Task requirements ->
Extract every line of the material below and reproduce each one verbatim, keeping the original order.
§
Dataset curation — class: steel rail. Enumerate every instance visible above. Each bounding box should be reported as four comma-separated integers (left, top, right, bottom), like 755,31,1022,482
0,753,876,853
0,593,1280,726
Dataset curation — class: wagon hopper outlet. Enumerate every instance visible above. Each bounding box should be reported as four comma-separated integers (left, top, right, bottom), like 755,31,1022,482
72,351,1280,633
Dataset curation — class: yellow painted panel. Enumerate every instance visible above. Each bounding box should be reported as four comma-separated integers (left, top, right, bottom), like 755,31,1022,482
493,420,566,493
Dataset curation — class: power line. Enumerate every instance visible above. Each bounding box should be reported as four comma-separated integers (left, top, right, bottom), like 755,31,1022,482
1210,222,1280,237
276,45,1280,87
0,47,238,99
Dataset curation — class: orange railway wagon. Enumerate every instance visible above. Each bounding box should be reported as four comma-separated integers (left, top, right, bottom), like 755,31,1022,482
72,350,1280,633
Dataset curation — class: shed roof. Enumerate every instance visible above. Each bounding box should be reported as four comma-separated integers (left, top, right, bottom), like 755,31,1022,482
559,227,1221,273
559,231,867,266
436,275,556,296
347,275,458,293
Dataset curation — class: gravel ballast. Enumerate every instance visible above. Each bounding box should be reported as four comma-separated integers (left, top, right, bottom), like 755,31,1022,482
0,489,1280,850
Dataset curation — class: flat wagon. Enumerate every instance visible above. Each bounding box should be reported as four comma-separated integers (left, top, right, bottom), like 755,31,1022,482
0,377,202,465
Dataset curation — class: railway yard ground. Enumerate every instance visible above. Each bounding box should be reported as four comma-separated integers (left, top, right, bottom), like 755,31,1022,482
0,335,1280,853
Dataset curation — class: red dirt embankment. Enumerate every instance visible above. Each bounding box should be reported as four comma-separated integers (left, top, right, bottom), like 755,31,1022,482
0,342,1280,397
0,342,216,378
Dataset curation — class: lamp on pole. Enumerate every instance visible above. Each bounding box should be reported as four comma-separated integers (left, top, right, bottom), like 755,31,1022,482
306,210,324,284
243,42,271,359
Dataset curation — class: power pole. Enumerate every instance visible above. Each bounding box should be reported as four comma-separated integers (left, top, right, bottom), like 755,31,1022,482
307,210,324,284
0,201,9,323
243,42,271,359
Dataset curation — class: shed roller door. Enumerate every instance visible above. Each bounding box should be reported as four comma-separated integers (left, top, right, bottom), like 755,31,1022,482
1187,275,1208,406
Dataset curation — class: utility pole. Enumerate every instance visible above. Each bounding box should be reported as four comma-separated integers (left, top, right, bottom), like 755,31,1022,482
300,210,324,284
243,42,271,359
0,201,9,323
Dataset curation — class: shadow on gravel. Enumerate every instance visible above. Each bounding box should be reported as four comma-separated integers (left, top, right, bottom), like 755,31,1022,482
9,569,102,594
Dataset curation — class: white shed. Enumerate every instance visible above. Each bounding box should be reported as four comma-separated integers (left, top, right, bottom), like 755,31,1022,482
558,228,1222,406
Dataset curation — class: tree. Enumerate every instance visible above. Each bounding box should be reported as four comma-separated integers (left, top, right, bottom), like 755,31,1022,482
§
Exercise solution ->
Dataset curation — class: steel rail. Enumerate every instance visible above. Each bounding box should be reported as four comma-separated integers (left, top, right, bottom), like 755,31,1022,482
0,753,876,853
0,593,1280,726
Dataset curation — class: wagon hopper outlet. Enumerate every instance visible above. Each bounding box should be reported as four comma-separated integers (left, top, right, bottom), like 755,31,1022,482
72,351,1280,633
Dataset curation — class: yellow painted panel. Enumerate every instance visible above. Each bounding box should be reported as four comma-separated integers (left, top, right, bottom), like 755,31,1022,482
493,420,566,493
Dataset curation — class: power line. Enumerate every instance visible above. Each bounding box should be reported as four comma-separated integers (left, top, right, bottom), like 755,31,1022,482
1210,222,1280,237
276,45,1280,87
0,47,238,99
Dataset curation — class: orange railway wagon. Enumerate every instance visible above. Each bounding box should be reported as four comma-separated integers (left, top, right, bottom), like 755,31,1022,482
72,350,1280,633
Dataset curation — class: shed roof. Enumerate every instance visible above. Each bounding box should be reported as four comma-separated integers (left, top, right, bottom), like 755,31,1022,482
559,227,1221,273
559,231,867,266
436,275,556,296
347,275,458,293
Dataset curation — class: gravel ballast. Enumerate every instance visible above. Each bounding box should be reported as four comma-separated integers (left, top, right, bottom), like 755,31,1022,482
0,489,1280,850
Dataset curation — class: flat wagon. Enumerate every instance visible above. Each bounding box should be reported as four comma-separated integers (left, top, right, bottom), like 755,31,1022,482
0,377,202,465
Dataset curation — class: railway yard ground. Enumerate every instance visible above. Each bounding box should be reported as four comma-separated integers (left, top, right, bottom), like 755,31,1022,482
0,335,1280,853
Dataset curation — class: red dirt embankment. Enumerate every instance visible above. Each bounding box should be reported as four comma-separated integers (left, top, right, bottom), like 755,31,1022,482
0,342,1280,397
0,342,216,378
Dataset curation — class: lamp on pole. Enumerate every instance visible above. Each bounding box should be reported as four comma-separated integers (left, top, right, bottom), like 755,31,1022,482
306,210,324,284
243,42,271,359
Dataset curation — class: power pole. Enumerate every instance visible above. Each bounding box should be reported as four comma-separated integers (left, top, right, bottom), like 755,31,1022,482
307,210,324,284
0,201,9,323
243,42,271,359
Dataset curation — class: shed roller door. Enumerate every instance visible above. Each bounding box should be reported as four comma-separated integers (left, top, right, bottom), like 755,31,1022,482
1187,275,1208,406
Dataset curation — class: utility pole. Enumerate every instance visible above. Each bounding box should be reported as four comma-separated integers (left, top, right, bottom), like 755,31,1022,482
300,210,324,284
243,42,271,359
0,201,9,323
Dataset curation — class: shadow on gravel. Enumerate every instance visible above. Each bounding box should be reported as four comma-separated integers (left, top, right, bottom), like 755,31,1022,482
9,569,102,594
Dataset curation — class: white shed. Enumerate every instance visible above. Each bounding box should be reported as four comma-separated integers (left, top, right, bottom), like 755,31,1022,482
558,228,1222,406
Dataset curation — class: tree. Enumerate every instance visible above. Each bounding box should be reported as four comma-separated integers (left, top, right, bottom), like 755,31,1022,482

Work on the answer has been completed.